• The records:

++++++++++

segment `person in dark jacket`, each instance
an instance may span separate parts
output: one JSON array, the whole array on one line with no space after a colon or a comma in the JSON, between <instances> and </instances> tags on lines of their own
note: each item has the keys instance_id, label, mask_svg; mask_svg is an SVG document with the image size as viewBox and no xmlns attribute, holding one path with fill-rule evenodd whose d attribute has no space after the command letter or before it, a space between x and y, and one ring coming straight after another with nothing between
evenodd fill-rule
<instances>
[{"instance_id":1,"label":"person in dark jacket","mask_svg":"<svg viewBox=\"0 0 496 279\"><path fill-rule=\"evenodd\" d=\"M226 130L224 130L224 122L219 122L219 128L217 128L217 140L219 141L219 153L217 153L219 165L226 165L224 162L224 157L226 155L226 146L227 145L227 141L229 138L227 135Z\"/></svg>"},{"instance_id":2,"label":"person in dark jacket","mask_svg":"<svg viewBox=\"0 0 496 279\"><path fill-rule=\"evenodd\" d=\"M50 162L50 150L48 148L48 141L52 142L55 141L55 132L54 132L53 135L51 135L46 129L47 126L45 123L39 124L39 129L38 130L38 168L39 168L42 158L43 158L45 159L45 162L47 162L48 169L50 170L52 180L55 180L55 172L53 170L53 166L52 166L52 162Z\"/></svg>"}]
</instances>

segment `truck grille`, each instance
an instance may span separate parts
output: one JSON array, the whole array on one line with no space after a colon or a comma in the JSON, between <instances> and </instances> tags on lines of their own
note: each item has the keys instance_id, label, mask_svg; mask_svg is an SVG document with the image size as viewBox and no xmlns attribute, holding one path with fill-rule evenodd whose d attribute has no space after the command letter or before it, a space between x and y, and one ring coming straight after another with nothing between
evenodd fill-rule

++++++++++

• Challenge: Reproduce each line verbatim.

• Solution for this problem:
segment `person in dark jacket`, each instance
an instance may span separate parts
output: one JSON array, the whole array on one line with no space after a colon or a comma in the JSON, between <instances> and </instances> tags on lines of their own
note: each item has the keys instance_id, label, mask_svg; mask_svg is an SVG document with the image size as viewBox and no xmlns attribute, holding one path with fill-rule evenodd whose d attribute has no space after the command letter or before it, a space between x and y, and one ring coming straight after another with nothing between
evenodd fill-rule
<instances>
[{"instance_id":1,"label":"person in dark jacket","mask_svg":"<svg viewBox=\"0 0 496 279\"><path fill-rule=\"evenodd\" d=\"M226 130L224 130L224 122L219 122L219 128L217 128L217 140L219 141L219 153L217 153L219 165L226 165L224 162L224 157L226 155L226 146L227 145L227 141L229 138L227 135Z\"/></svg>"},{"instance_id":2,"label":"person in dark jacket","mask_svg":"<svg viewBox=\"0 0 496 279\"><path fill-rule=\"evenodd\" d=\"M50 162L50 150L48 148L48 141L52 142L55 141L55 132L54 132L53 135L51 135L46 129L47 126L45 123L39 124L39 129L38 130L38 168L39 168L42 158L43 158L45 159L45 162L47 162L48 169L50 170L52 180L55 180L55 172L53 170L53 166L52 166L52 162Z\"/></svg>"}]
</instances>

segment `truck grille`, each instance
an instance may span separate parts
output: one JSON array, the whole array on one line with no space after a colon or a comma in the JSON, between <instances> and </instances> tags on lines of their own
note: each item has the keys instance_id, label, mask_svg; mask_svg is an SVG document with the image size as viewBox and no xmlns attribute, holding one path with fill-rule evenodd whose d attribute has no space after the command letter or before it, a space between x and y, and one ring coming straight after another with nothing between
evenodd fill-rule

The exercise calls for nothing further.